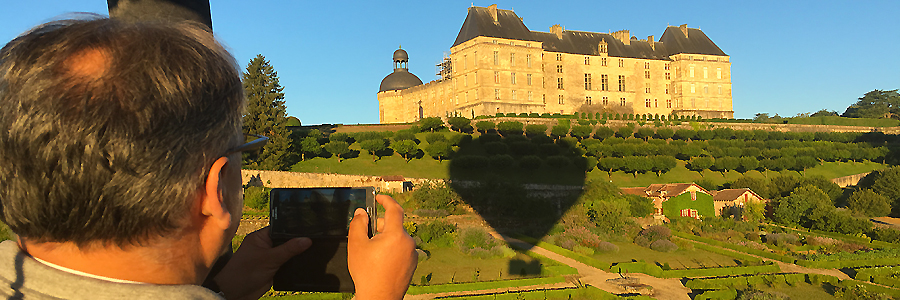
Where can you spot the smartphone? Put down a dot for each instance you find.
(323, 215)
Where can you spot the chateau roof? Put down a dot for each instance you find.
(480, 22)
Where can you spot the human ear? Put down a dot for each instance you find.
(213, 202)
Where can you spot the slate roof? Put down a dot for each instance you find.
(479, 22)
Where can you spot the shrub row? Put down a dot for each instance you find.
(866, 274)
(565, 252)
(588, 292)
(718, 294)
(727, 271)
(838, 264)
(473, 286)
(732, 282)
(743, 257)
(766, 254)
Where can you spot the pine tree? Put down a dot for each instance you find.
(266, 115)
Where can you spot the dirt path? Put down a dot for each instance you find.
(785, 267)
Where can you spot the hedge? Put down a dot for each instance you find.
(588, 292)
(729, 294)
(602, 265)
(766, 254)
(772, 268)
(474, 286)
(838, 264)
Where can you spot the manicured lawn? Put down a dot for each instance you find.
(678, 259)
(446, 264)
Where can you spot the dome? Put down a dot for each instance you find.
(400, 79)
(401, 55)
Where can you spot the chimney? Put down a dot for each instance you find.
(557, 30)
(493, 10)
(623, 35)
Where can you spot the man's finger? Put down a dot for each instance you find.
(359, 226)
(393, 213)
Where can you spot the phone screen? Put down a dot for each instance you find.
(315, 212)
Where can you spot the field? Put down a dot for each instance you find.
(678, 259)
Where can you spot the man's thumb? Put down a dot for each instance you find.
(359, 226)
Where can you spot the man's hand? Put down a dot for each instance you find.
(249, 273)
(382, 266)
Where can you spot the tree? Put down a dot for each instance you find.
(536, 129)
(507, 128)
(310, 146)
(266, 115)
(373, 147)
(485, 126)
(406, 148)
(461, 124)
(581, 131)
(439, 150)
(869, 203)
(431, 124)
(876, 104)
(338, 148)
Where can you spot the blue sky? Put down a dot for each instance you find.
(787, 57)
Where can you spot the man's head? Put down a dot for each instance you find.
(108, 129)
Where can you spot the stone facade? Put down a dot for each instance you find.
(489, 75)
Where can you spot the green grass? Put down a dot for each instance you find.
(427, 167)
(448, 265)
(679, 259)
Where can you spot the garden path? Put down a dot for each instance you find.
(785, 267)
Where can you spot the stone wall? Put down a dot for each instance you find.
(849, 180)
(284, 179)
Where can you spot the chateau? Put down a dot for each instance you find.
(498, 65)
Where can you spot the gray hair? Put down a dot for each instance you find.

---

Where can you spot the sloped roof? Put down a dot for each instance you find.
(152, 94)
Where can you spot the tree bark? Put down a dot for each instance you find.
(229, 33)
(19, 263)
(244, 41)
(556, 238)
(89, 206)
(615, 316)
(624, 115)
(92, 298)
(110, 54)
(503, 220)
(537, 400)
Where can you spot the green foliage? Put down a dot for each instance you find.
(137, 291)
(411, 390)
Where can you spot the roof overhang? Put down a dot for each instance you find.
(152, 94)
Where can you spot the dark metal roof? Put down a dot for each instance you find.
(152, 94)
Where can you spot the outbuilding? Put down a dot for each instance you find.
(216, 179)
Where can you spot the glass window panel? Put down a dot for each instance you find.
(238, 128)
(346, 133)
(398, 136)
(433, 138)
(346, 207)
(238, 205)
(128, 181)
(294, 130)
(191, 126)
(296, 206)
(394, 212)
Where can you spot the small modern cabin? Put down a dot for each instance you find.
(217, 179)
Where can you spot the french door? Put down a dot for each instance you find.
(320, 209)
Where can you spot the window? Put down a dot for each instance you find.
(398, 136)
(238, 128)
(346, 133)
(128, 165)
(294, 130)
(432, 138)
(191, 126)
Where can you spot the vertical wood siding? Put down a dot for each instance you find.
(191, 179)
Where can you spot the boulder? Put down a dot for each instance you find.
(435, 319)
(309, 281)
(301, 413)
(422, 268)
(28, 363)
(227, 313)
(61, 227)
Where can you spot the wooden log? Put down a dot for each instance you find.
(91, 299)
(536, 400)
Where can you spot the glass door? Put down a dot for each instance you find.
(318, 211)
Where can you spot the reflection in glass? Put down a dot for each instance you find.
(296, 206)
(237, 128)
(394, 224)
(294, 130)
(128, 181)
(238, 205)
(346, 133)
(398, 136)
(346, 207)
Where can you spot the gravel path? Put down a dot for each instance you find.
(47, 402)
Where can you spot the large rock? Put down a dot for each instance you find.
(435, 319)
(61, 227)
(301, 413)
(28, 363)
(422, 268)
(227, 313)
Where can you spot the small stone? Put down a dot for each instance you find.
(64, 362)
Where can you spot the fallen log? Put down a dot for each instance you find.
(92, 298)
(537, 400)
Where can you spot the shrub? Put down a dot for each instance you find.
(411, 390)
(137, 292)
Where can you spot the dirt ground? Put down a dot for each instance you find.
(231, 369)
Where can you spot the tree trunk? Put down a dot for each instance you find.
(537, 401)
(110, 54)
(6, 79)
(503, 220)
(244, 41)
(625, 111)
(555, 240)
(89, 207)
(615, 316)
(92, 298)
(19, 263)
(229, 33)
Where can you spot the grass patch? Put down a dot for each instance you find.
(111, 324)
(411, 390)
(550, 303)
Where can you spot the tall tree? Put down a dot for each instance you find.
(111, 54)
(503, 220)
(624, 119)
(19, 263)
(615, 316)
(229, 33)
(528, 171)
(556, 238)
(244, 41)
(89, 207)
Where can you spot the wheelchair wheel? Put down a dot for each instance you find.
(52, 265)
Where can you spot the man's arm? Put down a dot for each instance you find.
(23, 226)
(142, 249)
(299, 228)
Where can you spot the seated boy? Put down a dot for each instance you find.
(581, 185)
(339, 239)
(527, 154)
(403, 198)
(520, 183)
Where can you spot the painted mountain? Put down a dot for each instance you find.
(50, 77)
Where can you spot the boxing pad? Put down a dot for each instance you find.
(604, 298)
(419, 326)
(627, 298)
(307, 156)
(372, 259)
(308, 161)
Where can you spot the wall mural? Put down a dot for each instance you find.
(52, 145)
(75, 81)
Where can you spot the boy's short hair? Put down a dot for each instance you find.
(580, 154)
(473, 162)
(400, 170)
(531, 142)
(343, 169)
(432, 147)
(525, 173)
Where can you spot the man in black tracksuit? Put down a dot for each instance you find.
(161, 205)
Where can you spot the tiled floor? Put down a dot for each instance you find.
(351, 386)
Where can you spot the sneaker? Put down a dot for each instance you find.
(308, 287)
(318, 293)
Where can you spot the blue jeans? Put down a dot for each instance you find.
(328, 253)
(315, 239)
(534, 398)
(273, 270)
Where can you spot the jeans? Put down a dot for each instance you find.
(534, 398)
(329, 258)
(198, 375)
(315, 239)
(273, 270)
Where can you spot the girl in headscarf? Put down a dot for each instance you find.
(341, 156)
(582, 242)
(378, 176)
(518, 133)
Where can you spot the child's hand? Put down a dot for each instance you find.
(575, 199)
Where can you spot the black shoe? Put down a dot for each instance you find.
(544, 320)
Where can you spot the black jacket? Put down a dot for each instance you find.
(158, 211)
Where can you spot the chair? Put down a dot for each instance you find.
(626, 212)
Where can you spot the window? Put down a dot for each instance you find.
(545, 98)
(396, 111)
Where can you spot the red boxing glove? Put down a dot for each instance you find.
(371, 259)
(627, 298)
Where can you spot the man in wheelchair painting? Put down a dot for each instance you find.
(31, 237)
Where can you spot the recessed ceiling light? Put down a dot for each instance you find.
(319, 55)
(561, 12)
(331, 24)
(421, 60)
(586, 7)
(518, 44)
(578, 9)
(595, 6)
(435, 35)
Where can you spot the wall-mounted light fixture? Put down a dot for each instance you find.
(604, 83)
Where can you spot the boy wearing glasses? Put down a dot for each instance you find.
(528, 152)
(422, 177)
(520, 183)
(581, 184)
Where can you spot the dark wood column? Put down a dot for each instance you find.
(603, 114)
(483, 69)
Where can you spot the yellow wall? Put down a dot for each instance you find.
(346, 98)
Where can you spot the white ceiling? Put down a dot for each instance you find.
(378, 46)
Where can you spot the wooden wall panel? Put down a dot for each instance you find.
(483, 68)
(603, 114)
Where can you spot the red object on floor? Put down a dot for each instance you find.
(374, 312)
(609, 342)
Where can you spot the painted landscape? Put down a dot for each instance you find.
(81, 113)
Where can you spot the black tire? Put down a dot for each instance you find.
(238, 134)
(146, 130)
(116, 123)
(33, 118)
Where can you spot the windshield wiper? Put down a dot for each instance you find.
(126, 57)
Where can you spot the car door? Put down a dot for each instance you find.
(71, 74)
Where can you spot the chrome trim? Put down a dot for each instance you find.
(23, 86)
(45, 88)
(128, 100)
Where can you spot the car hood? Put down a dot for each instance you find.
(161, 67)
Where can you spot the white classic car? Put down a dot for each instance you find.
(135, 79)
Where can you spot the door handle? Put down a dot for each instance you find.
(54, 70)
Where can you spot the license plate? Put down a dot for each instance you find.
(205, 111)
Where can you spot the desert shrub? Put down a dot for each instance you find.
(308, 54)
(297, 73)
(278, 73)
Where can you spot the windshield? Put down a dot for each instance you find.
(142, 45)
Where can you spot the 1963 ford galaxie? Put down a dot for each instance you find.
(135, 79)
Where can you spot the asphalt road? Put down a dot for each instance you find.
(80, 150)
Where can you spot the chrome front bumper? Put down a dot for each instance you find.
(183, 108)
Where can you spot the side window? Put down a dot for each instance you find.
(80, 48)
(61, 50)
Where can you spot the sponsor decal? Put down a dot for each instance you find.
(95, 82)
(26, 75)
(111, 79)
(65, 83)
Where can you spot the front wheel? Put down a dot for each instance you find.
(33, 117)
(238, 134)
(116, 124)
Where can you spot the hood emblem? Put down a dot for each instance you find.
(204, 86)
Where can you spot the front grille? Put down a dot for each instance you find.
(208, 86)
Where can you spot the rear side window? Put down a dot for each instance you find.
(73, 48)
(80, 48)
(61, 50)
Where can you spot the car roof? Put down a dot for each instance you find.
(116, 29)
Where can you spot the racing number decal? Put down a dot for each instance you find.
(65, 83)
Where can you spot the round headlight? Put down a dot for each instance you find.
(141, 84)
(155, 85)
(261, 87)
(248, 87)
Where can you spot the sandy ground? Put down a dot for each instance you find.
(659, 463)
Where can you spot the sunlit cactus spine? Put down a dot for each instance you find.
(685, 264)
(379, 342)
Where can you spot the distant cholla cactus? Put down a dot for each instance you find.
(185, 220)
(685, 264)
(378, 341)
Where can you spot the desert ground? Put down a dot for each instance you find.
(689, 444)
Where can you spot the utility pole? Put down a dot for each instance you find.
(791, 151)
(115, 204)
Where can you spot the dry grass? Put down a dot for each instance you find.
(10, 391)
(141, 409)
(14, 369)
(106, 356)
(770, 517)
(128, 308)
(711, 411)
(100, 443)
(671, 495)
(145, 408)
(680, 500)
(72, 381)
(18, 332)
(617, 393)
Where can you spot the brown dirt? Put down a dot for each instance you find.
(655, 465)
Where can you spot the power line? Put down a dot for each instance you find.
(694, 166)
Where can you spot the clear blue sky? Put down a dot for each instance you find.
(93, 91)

==

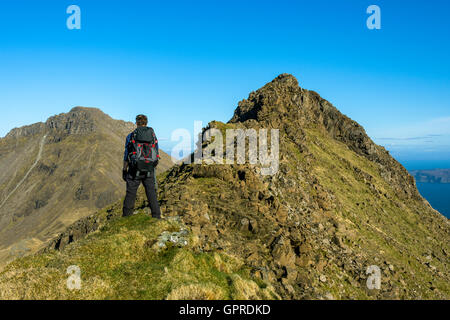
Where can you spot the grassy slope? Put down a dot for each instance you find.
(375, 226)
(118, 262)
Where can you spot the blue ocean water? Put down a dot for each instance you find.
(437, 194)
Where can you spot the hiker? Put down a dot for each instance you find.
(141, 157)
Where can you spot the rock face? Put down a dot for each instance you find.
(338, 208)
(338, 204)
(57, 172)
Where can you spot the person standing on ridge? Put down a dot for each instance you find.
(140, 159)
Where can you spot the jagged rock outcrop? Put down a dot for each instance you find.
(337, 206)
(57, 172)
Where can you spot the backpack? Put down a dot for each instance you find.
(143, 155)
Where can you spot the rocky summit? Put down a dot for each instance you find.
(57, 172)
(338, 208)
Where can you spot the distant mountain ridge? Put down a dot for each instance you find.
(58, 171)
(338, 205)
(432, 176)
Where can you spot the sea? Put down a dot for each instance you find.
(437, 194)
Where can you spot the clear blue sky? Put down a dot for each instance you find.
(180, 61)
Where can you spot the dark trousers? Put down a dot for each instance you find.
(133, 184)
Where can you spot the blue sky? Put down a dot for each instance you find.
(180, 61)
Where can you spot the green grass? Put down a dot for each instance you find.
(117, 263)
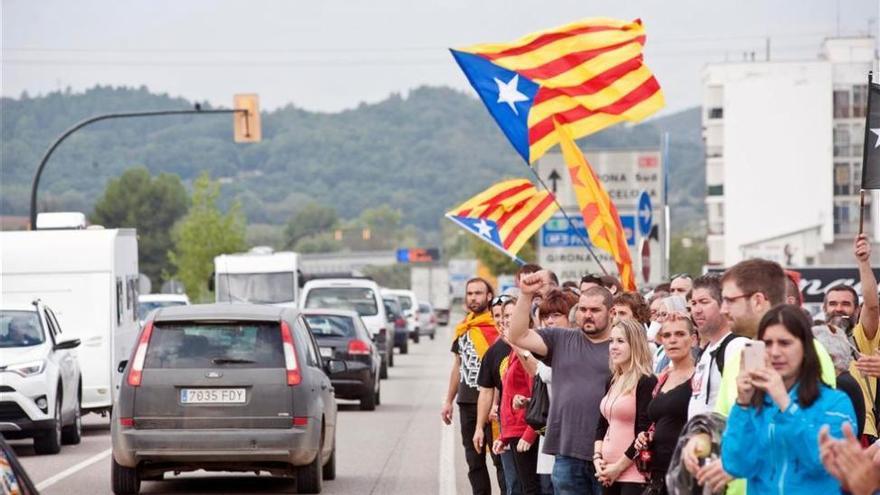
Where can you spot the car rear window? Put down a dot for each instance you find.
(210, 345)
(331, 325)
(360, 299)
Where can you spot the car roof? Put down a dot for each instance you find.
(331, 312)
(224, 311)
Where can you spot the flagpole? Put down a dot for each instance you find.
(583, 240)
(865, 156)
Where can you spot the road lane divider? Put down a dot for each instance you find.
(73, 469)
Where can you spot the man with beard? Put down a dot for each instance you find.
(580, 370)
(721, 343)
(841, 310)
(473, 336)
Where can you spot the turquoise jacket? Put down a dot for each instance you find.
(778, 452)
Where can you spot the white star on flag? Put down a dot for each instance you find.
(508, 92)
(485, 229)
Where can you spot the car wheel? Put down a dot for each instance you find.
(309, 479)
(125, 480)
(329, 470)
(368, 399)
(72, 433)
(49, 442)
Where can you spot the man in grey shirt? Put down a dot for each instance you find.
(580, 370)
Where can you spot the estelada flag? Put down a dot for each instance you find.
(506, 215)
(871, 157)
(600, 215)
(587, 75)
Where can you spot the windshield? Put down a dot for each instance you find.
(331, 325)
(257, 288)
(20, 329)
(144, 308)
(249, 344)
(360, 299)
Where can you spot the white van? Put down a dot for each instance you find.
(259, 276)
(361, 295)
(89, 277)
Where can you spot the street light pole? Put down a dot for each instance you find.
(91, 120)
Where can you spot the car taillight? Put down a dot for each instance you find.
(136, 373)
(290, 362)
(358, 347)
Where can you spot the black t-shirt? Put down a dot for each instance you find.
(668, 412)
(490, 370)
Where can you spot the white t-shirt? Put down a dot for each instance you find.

# Stated goal
Show every row above that contains the word "desert", copying each one in full.

# Reply
Where can you spot the desert shrub? Put down a dot for each instance you find.
Where can you spot the desert ground? Put down a dot for each instance you find.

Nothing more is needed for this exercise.